- [PROBLEMS TO WORK ON]:
1. Please retype the part of the coffee and dieting text between "Step 2 – Reduce" and "an empty stomach.", inclusive.
2. Why does the coffee and dieting text advise cutting back on coffee the week before the diet instead of while reducing calories? Answer in one to three sentences.

- [TEXT UNDER STUDY]:
To succeed in our diet, we must get back to basics. Regular coffee and straight shots of espresso are fine. As for milk, that depends upon your specific diet. An Atkins diet may allow half and half, whereas a low-fat diet insists on skim milk. If you must use sweeteners, at least try to cut down: go from 2 packets to 1 packet.
Step 2 – Reduce Your Coffee Intake
If too much coffee can affect blood sugar, reducing your caffeine intake only makes sense. However, you don’t want to reduce your coffee intake at the same time you are reducing your caloric intake unless you have super willpower. Fewer calories and less caffeine usually mean an energy reduction, which could lead to binge eating. A smarter move is to reduce your coffee intake for a week before the diet. Once the diet starts, you can slightly increase your coffee levels. Having a clear head is good when you’ve got an empty stomach.
Another idea is to space out your coffee intake. Instead of drinking four mugs of coffee back to back, consider spreading those four mugs throughout the day: one at 6 a.m., 10 a.m., 1 p.m., and 5 p.m. Caffeine can be an appetite suppressant as long as you don’t consume too much.
Reducing your coffee intake is important, but it can be painful. Cutting back on caffeine can cause headaches and constipation. Accelerated Detox by Rachel Elliot is a good article on reducing caffeine intake.
Step 3 – Avoid Eating Simple Carbs with Coffee
Now, if you’re on a low-carb diet, you’ll want to avoid simple carbs altogether. However, it may not be a wise idea not to eat simple carbs on any diet while drinking your coffee. You know the simple carbs I’m referring to. They would be the bagels, croissants, and scones you see in every coffee shop. Going back to the insulin argument: if caffeine could affect blood sugar negatively, then the last thing you want to do is combine it with something certain to cause an insulin spike.
The insulin argument is highly debated. Many do not view lowering insulin as the key to fat loss. For that explanation, search for the article “Insulin…An Undeserved Bad Reputation.”
Step 4 – Exercise
It’s common sense that exercise helps one lose fat on almost any diet. In the words of The Illinois Department of Human Services exercise …helps the body use insulin more efficiently, and this lowers blood sugar. If exercising can help us stabilize our blood sugar, then maybe we don’t have to get rid of our coffee to be lean. So, lift some weights, do some aerobic activity, and drink coffee. If you don’t have access to a gym, you can perform body-weight exercises such as the push-up and the Hindu Squat.

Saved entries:
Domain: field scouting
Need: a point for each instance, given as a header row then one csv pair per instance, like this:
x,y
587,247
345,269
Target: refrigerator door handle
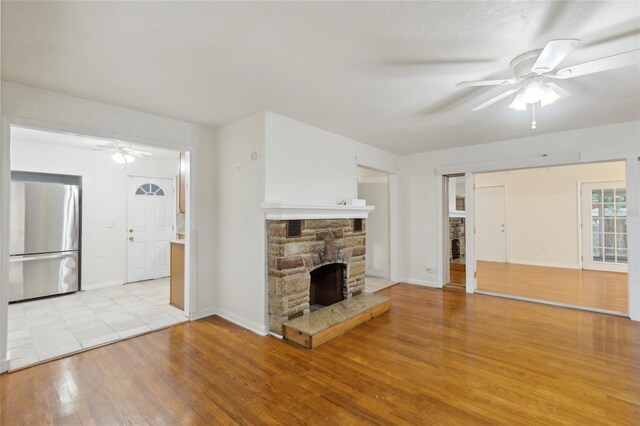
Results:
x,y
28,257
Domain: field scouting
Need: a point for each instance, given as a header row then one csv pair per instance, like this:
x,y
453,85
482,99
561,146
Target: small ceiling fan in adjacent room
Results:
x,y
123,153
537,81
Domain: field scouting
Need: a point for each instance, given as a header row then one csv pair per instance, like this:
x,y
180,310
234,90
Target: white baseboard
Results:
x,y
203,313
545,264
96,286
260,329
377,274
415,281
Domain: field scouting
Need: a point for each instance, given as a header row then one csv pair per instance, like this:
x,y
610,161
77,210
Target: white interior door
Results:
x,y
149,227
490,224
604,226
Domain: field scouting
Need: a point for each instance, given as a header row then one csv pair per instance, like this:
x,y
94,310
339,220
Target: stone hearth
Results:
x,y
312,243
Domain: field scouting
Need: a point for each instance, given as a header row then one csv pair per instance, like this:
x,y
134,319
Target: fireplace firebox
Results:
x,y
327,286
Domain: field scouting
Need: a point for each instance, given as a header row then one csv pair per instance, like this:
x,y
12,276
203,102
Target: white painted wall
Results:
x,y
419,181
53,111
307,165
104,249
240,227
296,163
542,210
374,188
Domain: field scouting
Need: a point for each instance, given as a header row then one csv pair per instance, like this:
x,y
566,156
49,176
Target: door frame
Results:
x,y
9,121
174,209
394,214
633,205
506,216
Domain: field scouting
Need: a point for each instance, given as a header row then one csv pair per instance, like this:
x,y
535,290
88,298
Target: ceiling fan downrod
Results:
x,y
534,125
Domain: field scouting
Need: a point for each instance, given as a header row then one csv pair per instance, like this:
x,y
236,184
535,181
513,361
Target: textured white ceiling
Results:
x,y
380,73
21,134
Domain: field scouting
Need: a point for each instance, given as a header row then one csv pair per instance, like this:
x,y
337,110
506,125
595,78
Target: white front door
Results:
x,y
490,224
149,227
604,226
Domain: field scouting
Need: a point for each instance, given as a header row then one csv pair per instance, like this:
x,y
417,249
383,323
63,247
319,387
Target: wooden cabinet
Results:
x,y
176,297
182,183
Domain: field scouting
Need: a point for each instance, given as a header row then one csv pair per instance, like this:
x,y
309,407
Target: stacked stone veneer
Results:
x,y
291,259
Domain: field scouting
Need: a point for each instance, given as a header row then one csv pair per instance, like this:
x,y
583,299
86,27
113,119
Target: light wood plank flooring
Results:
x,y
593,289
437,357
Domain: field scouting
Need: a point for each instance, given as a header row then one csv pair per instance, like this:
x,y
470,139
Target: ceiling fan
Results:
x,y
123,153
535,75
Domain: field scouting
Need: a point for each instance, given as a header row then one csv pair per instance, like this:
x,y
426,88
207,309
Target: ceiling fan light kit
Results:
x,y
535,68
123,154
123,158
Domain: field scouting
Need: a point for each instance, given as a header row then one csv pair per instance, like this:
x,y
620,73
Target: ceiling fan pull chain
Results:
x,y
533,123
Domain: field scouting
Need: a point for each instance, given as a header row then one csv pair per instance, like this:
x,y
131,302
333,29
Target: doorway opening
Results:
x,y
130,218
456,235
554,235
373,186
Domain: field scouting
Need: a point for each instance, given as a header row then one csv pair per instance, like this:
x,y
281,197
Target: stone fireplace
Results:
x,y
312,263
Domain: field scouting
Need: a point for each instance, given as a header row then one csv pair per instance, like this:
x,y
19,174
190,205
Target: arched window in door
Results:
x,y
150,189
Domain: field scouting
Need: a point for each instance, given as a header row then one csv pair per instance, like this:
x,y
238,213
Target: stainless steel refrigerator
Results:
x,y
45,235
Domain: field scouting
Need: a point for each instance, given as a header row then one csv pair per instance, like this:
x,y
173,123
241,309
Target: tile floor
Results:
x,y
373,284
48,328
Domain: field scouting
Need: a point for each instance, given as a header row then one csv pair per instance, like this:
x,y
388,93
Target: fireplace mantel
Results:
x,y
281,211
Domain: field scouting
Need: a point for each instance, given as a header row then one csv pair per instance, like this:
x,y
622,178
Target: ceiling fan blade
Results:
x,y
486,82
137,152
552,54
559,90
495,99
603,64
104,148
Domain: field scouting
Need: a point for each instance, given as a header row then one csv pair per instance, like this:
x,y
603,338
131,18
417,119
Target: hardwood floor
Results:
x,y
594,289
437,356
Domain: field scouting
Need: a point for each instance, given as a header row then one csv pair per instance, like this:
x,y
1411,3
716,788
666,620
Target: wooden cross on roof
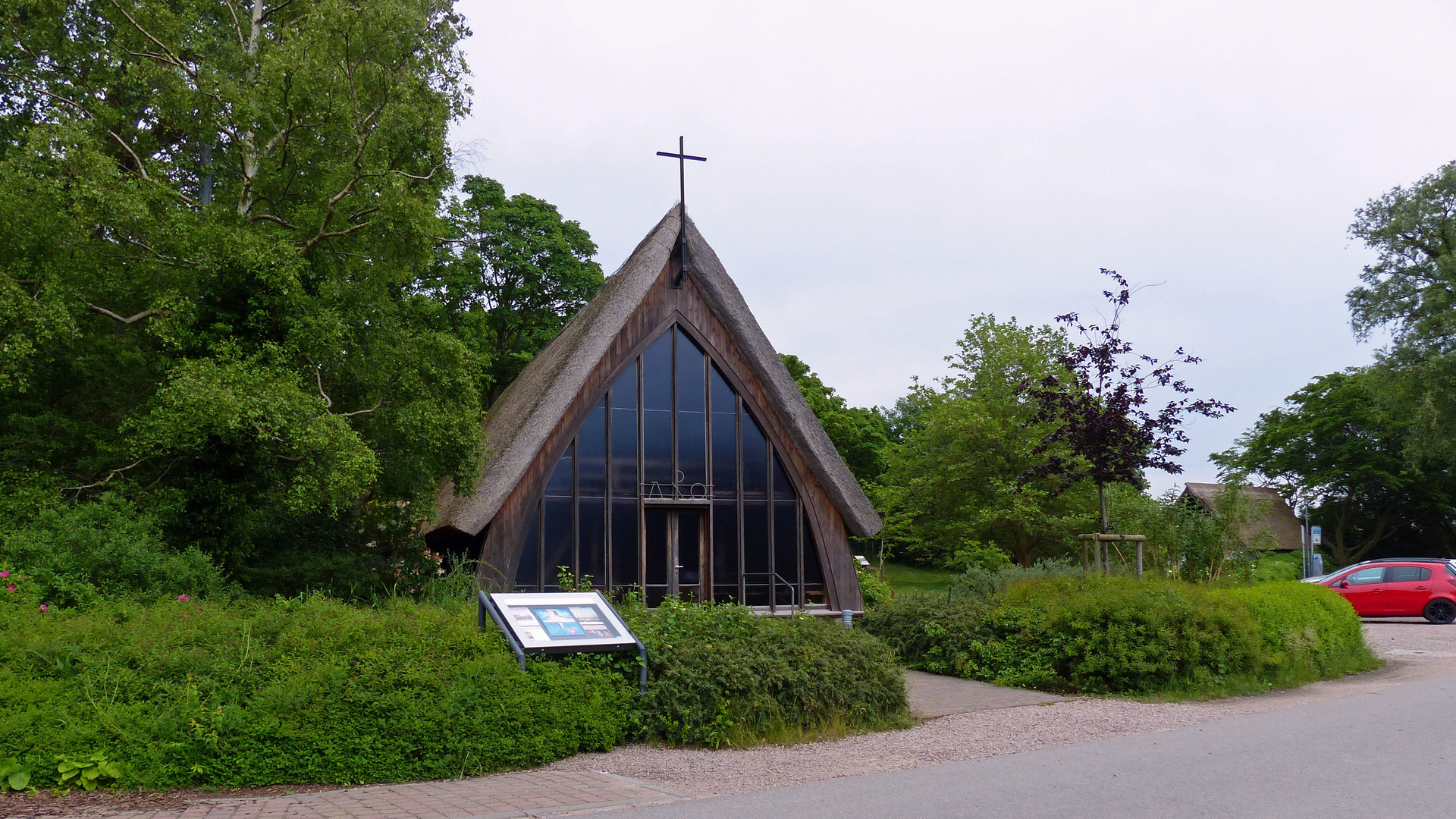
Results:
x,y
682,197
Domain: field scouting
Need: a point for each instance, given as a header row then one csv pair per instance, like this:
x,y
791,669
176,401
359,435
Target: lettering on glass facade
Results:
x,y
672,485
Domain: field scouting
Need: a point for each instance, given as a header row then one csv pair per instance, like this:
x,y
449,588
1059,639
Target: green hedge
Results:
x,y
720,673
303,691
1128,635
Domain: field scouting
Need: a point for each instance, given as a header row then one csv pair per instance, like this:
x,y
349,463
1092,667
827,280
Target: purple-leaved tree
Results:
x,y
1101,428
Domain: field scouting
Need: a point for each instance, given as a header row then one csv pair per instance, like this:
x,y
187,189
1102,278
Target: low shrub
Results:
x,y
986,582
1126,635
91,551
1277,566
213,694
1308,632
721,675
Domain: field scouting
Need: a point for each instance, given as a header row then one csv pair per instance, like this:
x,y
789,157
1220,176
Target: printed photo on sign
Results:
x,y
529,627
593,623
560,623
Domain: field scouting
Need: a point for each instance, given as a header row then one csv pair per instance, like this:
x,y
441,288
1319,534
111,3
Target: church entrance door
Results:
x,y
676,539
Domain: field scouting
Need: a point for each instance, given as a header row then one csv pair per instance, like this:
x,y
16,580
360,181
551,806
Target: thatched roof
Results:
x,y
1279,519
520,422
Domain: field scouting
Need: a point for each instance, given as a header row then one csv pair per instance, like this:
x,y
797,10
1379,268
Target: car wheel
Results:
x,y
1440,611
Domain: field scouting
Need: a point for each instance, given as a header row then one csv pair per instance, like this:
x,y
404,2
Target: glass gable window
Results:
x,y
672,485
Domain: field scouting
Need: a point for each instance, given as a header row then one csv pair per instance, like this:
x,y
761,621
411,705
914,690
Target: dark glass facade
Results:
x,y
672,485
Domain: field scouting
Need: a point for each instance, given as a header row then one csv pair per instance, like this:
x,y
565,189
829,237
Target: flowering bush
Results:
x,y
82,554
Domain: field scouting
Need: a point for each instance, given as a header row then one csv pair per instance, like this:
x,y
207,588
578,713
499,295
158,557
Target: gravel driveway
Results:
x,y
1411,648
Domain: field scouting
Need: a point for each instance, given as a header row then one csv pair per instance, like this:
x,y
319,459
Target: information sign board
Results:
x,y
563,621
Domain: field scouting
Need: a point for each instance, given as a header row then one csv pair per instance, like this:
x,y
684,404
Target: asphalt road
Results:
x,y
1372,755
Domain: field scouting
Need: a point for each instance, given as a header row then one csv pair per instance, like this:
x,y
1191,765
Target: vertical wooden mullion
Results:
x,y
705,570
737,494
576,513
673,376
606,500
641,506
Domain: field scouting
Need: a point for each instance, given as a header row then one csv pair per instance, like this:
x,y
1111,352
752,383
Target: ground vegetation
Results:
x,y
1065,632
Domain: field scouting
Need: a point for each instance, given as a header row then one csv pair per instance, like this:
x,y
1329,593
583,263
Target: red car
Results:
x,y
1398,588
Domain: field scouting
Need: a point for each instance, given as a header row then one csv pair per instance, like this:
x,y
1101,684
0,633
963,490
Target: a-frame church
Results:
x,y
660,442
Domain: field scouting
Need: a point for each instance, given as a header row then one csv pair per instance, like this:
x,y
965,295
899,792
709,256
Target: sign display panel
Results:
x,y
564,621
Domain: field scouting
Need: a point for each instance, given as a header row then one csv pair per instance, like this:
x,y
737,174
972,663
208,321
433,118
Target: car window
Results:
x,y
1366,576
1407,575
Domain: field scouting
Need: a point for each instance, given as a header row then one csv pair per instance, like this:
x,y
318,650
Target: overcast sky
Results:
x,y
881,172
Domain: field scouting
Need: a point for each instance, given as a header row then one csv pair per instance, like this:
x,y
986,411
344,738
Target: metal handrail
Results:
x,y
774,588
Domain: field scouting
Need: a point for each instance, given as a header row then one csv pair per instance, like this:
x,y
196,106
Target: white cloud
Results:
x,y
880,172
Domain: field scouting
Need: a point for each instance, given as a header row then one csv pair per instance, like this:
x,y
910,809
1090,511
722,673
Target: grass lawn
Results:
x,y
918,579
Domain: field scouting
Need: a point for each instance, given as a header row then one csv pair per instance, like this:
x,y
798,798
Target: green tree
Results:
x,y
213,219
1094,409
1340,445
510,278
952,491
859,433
* * *
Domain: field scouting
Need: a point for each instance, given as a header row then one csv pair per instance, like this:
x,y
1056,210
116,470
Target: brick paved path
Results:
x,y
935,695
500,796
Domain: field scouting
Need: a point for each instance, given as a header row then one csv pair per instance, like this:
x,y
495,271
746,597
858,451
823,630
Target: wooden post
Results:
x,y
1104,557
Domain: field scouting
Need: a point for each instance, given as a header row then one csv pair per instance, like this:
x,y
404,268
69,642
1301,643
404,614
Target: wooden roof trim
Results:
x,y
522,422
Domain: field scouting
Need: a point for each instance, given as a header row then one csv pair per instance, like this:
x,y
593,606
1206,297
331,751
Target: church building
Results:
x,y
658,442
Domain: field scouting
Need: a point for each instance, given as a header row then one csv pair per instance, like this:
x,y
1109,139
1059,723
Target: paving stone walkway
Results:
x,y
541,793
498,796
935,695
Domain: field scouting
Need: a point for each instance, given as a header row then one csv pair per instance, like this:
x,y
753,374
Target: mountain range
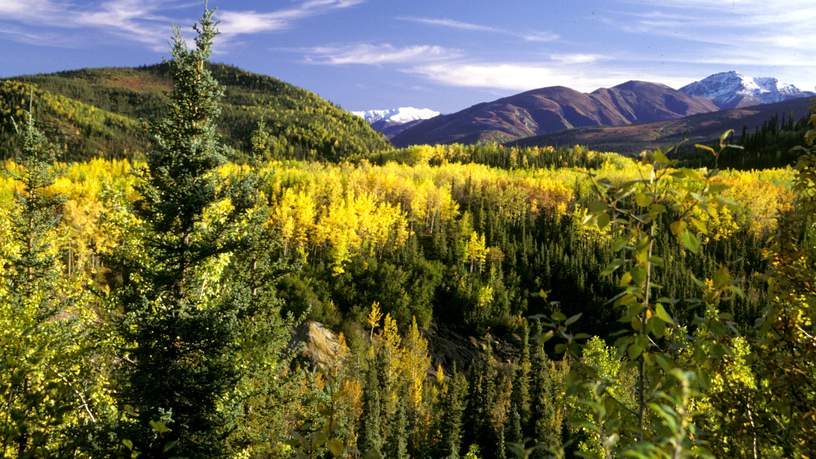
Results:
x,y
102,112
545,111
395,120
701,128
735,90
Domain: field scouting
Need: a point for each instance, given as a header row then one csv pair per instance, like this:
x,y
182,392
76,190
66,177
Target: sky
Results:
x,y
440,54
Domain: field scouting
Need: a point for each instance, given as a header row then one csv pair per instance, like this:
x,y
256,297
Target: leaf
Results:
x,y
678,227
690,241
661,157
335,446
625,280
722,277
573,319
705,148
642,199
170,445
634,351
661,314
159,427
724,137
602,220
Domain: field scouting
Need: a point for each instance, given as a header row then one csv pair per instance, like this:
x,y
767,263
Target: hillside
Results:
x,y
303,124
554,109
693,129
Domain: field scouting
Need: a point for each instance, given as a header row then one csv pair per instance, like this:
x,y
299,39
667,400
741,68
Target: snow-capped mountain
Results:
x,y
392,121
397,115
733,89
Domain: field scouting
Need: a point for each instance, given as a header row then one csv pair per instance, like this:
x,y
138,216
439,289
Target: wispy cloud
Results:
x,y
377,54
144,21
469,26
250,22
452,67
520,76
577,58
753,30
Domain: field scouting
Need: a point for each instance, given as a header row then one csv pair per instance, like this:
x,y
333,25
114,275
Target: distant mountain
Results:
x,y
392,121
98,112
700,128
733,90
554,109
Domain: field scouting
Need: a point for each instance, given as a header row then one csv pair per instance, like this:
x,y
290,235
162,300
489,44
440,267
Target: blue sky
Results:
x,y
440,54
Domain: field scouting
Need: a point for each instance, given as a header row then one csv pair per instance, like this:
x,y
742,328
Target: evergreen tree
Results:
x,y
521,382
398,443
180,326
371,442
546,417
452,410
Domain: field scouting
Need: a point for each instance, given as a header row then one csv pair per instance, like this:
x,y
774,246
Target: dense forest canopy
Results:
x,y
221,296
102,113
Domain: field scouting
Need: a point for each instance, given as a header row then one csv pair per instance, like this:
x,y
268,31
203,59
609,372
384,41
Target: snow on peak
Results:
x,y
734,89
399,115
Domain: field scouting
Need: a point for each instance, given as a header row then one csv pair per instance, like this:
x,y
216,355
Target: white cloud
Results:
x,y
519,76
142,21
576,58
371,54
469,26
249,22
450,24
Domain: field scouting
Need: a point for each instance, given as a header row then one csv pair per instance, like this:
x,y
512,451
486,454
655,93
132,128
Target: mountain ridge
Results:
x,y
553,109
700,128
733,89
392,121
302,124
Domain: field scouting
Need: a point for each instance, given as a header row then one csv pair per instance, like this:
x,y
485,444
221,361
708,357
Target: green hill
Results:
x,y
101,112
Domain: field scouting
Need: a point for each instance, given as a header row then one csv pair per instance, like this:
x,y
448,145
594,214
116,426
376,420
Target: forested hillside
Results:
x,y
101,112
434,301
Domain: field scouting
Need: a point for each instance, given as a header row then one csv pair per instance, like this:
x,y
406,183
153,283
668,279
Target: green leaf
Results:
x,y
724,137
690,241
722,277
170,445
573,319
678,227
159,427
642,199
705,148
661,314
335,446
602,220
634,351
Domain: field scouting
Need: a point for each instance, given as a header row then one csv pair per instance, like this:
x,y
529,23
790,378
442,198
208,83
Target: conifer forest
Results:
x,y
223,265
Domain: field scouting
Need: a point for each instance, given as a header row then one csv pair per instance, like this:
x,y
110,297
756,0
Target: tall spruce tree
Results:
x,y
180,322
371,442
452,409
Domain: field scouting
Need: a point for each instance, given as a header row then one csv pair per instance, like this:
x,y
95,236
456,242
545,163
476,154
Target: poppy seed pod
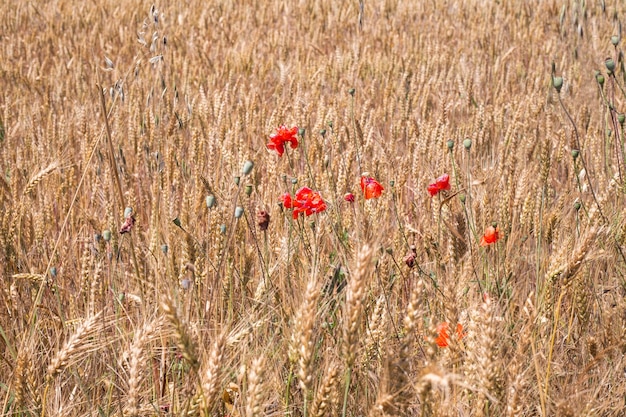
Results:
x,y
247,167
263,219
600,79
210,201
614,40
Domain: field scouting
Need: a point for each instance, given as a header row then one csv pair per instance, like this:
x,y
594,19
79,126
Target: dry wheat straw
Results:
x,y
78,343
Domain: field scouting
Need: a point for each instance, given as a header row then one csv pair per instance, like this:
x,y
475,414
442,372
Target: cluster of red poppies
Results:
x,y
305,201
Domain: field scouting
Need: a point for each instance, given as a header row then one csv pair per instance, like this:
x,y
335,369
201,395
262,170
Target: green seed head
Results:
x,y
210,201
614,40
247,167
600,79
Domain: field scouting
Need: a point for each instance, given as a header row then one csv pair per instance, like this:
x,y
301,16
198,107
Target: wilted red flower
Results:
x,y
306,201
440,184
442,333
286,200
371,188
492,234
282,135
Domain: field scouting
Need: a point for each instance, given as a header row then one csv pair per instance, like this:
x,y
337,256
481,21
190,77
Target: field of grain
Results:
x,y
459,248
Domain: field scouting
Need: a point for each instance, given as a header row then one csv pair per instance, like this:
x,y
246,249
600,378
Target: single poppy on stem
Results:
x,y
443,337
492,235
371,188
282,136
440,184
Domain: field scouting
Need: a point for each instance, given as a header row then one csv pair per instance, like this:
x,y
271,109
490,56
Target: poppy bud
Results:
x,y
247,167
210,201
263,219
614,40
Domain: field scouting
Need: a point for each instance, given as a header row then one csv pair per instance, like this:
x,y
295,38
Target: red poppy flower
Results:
--
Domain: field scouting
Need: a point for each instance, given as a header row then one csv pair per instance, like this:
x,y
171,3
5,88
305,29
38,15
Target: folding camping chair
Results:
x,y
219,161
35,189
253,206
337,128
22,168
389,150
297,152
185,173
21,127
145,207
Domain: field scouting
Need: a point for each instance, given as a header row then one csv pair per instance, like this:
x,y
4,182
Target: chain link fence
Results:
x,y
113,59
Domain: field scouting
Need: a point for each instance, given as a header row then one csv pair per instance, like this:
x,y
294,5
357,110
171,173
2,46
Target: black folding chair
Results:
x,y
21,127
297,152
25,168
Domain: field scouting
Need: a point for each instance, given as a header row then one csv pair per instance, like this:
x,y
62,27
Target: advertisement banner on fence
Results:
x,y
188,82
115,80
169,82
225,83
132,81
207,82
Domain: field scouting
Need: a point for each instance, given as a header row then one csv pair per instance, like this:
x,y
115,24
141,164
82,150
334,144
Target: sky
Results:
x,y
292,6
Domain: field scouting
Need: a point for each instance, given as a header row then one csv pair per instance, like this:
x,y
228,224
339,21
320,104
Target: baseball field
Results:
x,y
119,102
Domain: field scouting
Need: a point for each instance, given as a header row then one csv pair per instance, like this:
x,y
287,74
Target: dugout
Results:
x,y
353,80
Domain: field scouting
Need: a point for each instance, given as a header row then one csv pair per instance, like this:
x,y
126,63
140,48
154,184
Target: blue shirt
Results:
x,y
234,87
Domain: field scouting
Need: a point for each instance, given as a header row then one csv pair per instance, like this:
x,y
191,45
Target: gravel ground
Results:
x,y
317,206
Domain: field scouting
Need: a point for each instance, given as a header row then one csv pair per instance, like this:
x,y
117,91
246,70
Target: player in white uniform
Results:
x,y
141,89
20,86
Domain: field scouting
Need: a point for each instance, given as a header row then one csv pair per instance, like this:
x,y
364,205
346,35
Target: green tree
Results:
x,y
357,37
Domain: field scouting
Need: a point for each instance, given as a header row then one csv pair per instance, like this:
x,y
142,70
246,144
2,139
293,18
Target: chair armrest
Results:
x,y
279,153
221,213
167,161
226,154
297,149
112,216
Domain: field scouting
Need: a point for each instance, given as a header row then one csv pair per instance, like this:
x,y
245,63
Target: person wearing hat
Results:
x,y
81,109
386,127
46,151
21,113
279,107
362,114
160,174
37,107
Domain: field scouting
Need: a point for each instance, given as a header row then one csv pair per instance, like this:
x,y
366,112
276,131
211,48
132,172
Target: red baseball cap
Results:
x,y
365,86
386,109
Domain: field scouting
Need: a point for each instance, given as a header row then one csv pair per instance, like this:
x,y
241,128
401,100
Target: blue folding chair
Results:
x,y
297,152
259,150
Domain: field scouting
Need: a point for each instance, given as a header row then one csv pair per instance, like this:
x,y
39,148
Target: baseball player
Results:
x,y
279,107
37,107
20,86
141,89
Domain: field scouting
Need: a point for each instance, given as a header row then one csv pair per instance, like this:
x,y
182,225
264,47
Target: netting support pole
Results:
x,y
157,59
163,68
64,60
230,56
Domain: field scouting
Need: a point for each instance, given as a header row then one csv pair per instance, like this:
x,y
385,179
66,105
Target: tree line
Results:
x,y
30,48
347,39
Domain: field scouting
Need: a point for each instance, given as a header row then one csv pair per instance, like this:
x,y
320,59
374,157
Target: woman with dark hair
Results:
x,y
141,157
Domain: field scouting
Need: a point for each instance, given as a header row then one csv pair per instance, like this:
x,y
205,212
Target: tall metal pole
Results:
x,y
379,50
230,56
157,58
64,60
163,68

- [SOLUTIONS FOR EACH TASK]:
1.
Step 2 – Reduce Your Coffee Intake
If too much coffee can affect blood sugar, reducing your caffeine intake only makes sense. However, you don’t want to reduce your coffee intake at the same time you are reducing your caloric intake unless you have super willpower. Fewer calories and less caffeine usually mean an energy reduction, which could lead to binge eating. A smarter move is to reduce your coffee intake for a week before the diet. Once the diet starts, you can slightly increase your coffee levels. Having a clear head is good when you’ve got an empty stomach.

2. Cutting calories and caffeine at the same time usually means a drop in energy, which could lead to binge eating. Unless you have super willpower, the smarter move is to reduce coffee intake a week before the diet begins.